-- ACTION ITEM --
Write out again the lines from the line with "Target: thin twig" up to and including the line with "Target: cloud", exactly as they stand below, and skip any picture.

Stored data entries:
____________
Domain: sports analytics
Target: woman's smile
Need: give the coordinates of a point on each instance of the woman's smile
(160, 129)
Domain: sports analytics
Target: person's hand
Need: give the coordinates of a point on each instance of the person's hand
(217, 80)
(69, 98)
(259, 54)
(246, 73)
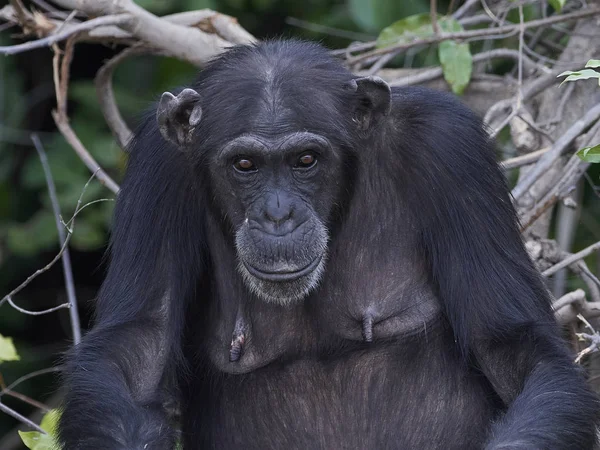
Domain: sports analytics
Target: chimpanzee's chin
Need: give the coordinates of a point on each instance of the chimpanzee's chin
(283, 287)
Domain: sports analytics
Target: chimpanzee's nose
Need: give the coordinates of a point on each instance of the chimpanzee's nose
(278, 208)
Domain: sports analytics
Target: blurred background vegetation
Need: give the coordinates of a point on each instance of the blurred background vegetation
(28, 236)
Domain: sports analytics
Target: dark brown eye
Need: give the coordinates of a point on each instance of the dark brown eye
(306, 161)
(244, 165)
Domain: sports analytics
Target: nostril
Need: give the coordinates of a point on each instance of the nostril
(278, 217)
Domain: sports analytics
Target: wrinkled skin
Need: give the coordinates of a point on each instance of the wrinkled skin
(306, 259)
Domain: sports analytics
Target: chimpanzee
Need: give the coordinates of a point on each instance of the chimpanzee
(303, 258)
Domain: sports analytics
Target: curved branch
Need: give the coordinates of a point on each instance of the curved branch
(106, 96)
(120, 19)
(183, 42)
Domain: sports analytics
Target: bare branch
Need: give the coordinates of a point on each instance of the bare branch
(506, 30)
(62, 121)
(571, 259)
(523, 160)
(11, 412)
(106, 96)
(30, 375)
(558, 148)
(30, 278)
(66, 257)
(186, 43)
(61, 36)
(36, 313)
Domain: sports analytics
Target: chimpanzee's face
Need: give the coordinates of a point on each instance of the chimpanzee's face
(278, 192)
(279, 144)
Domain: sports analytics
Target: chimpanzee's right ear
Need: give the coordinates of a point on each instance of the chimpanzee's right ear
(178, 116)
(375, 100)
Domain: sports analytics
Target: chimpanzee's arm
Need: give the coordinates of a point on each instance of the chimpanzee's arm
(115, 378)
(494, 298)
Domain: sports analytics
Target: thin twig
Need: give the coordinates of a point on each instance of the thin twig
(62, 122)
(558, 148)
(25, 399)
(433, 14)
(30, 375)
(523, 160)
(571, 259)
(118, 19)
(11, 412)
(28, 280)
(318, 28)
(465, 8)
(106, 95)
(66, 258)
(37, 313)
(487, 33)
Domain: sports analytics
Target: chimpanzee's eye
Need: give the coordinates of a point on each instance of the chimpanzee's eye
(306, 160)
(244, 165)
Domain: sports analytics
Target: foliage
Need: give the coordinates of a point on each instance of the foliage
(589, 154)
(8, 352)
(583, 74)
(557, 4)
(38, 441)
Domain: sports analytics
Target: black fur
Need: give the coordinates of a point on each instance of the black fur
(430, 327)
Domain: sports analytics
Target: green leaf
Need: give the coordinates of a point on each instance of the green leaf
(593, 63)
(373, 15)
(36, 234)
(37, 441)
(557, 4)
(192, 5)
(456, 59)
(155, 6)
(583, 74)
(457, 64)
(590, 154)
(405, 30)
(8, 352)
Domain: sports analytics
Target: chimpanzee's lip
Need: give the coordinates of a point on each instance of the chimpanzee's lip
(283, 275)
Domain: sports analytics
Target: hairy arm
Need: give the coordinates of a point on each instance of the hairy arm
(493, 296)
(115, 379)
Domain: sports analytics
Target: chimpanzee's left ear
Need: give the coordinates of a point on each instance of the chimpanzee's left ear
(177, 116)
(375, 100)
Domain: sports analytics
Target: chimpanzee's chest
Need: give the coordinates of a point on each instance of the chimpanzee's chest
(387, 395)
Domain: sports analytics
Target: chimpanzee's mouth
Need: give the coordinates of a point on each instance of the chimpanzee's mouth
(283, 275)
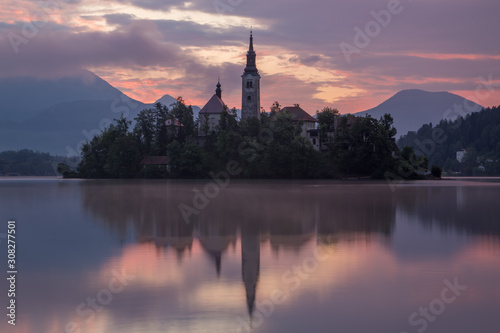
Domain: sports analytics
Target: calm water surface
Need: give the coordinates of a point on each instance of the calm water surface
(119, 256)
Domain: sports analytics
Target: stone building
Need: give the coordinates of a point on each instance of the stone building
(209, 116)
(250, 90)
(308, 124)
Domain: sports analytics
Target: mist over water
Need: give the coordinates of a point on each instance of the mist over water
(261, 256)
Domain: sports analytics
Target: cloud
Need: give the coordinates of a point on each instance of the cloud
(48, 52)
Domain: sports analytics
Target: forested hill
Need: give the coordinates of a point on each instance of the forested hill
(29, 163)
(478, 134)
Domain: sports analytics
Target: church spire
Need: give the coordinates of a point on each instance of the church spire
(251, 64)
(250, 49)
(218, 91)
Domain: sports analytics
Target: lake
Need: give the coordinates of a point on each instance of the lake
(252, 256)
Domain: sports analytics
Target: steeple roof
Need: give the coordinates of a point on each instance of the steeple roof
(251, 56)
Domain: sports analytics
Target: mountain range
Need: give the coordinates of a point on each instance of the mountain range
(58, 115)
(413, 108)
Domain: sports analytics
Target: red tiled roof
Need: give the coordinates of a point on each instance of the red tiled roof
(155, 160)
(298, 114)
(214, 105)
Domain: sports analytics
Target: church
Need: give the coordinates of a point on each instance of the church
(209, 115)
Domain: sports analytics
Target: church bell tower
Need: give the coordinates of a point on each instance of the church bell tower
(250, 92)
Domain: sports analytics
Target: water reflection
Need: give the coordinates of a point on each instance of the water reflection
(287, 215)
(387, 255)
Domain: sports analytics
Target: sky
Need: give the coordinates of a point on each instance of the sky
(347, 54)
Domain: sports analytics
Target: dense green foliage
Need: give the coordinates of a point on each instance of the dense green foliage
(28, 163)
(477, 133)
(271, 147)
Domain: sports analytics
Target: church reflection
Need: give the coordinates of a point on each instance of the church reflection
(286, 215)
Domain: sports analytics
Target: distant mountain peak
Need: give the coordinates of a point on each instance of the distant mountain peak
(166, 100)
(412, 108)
____________
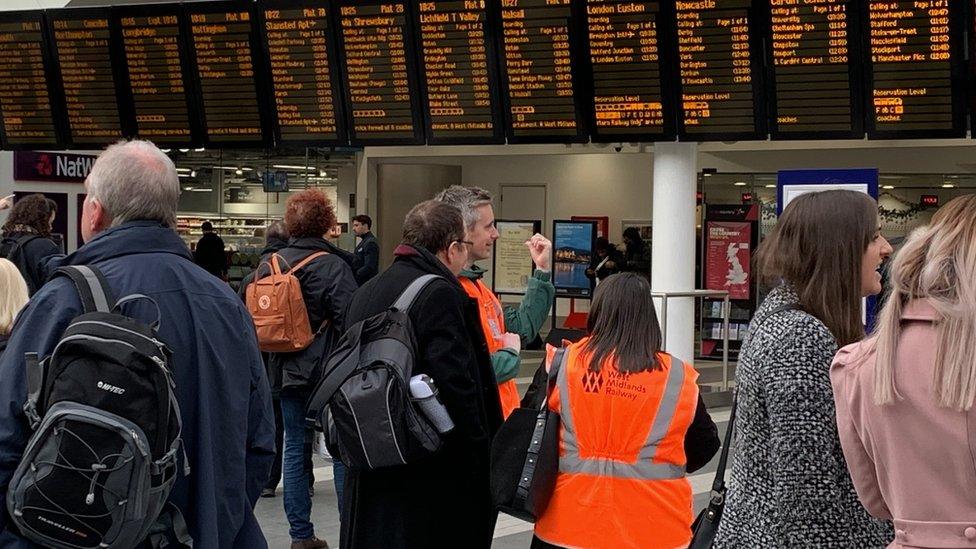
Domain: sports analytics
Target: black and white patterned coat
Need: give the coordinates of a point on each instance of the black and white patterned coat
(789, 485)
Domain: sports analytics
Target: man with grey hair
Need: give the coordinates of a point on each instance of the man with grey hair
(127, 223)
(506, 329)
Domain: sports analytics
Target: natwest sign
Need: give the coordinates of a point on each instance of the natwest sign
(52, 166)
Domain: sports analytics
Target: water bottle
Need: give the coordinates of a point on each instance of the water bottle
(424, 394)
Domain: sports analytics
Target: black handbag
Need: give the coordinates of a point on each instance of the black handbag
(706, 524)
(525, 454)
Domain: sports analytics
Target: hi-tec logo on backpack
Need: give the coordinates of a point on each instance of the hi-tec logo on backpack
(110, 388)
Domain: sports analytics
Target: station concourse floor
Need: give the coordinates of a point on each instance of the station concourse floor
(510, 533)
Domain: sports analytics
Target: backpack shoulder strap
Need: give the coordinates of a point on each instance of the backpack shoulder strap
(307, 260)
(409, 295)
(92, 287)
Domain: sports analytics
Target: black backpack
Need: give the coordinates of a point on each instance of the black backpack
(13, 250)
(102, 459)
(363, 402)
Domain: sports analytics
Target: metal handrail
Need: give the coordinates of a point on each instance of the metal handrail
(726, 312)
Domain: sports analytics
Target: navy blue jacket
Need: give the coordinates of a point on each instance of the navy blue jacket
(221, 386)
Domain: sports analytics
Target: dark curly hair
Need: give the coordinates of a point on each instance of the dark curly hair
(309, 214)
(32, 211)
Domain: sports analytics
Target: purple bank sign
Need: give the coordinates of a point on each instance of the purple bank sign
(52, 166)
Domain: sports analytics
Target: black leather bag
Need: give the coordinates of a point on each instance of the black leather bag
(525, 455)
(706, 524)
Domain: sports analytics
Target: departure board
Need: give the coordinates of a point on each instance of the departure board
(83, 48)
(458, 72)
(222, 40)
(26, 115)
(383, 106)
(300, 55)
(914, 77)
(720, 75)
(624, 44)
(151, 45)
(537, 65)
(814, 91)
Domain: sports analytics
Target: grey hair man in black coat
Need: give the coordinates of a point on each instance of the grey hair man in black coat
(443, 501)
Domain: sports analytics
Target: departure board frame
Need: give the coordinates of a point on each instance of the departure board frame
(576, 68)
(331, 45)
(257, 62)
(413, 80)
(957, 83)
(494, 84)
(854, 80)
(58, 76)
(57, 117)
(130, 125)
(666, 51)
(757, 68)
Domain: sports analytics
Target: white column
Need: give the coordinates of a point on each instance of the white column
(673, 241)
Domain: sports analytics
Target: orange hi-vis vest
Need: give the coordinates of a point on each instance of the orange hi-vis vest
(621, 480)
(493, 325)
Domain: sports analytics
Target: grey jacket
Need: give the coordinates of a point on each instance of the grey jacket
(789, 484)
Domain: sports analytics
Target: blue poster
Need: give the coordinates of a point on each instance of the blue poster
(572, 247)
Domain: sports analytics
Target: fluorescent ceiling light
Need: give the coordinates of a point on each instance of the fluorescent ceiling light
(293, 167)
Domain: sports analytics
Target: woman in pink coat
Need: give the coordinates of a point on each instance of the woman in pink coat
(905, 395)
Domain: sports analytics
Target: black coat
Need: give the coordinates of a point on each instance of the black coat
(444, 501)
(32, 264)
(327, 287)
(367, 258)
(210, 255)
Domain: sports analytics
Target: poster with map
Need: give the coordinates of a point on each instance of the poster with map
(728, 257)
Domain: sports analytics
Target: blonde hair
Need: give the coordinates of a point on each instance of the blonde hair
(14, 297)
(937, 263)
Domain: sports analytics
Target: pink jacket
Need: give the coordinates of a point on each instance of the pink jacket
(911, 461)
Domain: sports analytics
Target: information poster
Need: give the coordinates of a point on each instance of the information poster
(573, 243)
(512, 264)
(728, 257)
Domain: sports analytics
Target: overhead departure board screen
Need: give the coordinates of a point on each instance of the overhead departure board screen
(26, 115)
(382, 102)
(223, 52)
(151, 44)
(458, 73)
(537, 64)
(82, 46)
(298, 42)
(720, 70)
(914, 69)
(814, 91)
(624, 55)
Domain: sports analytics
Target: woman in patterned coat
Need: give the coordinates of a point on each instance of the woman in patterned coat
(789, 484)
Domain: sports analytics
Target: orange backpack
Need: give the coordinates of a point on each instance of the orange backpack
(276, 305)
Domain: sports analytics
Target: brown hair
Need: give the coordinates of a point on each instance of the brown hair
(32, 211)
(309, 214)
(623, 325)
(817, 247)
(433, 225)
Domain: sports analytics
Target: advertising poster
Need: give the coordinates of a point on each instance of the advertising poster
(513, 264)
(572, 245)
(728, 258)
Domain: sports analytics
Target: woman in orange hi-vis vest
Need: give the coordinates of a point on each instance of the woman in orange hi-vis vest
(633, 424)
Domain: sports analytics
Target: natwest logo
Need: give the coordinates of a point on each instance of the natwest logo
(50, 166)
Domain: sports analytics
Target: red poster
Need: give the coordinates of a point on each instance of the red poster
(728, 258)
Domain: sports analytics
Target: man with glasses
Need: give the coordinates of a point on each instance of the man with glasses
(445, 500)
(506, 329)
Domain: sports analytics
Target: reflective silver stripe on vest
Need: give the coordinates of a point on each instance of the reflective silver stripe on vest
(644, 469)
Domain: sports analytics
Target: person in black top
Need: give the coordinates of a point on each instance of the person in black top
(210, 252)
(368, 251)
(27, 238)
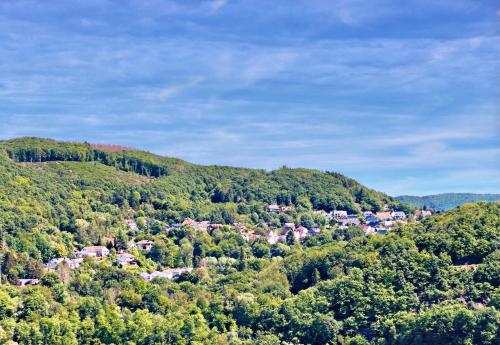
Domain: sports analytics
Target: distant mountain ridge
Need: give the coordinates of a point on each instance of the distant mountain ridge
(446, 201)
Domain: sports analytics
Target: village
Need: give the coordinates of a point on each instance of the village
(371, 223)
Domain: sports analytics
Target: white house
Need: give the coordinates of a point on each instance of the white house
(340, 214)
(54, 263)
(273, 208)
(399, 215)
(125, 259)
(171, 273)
____________
-- SOLUTION TO THIS EXERCISE --
Target: thin twig
Need: give the coordinates of a point on each instance of the thin twig
(62, 122)
(558, 148)
(25, 399)
(433, 14)
(30, 375)
(523, 160)
(571, 259)
(118, 19)
(11, 412)
(28, 280)
(318, 28)
(465, 8)
(106, 95)
(66, 258)
(37, 313)
(487, 33)
Domain: sports analytics
Target: chimpanzee's eye
Need: give the coordinates of a point on each instance of the chimpanzee's eye
(306, 160)
(244, 165)
Domain: sports analytics
Target: foliage
Need: give the coordinates of a point on each instance of the foliage
(589, 154)
(8, 352)
(583, 74)
(557, 4)
(38, 441)
Domain: sports analytics
Target: black fur
Need: give the coordinates of a point on each instance of the black fur
(430, 327)
Domain: sports analytics
Target: green leaf
Need: give the coordinates of a point on each instance of the green leaf
(593, 63)
(373, 15)
(36, 234)
(37, 441)
(557, 4)
(192, 5)
(456, 59)
(155, 6)
(583, 74)
(457, 64)
(590, 154)
(405, 30)
(8, 352)
Domain: sports analytics
Target: chimpanzee's lip
Need: give the coordinates of a point on each instance of the chimpanzee's lip
(283, 275)
Domain: sports analytics
Target: hairy arm
Need: give the coordinates of a point on each instance of the hairy arm
(493, 296)
(115, 379)
Domain: sports analytics
Target: chimpanzee's left ear
Need: give the coordinates of a point on each instance of the chimpanzee's left ear
(177, 116)
(375, 100)
Domain: sports analytics
Target: chimpanzee's chest
Need: give the coordinates of a point on each instance of the chimpanzee's chest
(387, 395)
Domain: sports analytics
Target: chimpanzee's mouth
Need: give the coordinates of a point on each instance of the chimpanzee's mouth
(283, 275)
Domain: sports analytics
Target: calm water surface
Need: give the coordinates of a point on each instance of the calm water surface
(119, 256)
Domain: sports analytics
Target: stone building
Need: give the coordinates of a point on each instance of the stone building
(209, 116)
(250, 90)
(308, 124)
Domain: sports analytics
Target: mist over water
Need: give the coordinates of a point on each instance of the mist over water
(261, 256)
Domain: sports analytics
Target: cloud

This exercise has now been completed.